### [WHAT TO PRODUCE]
Print every line exactly as it appears in the material below.

### [AVAILABLE DATA]
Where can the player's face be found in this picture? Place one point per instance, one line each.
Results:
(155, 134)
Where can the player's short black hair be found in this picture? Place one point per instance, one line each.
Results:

### [EXPECTED OUTPUT]
Where can the player's face be found in this picture? Place one point per instance, one line each.
Results:
(155, 134)
Where can the player's short black hair be found in this picture? Place one point per instance, one line each.
Results:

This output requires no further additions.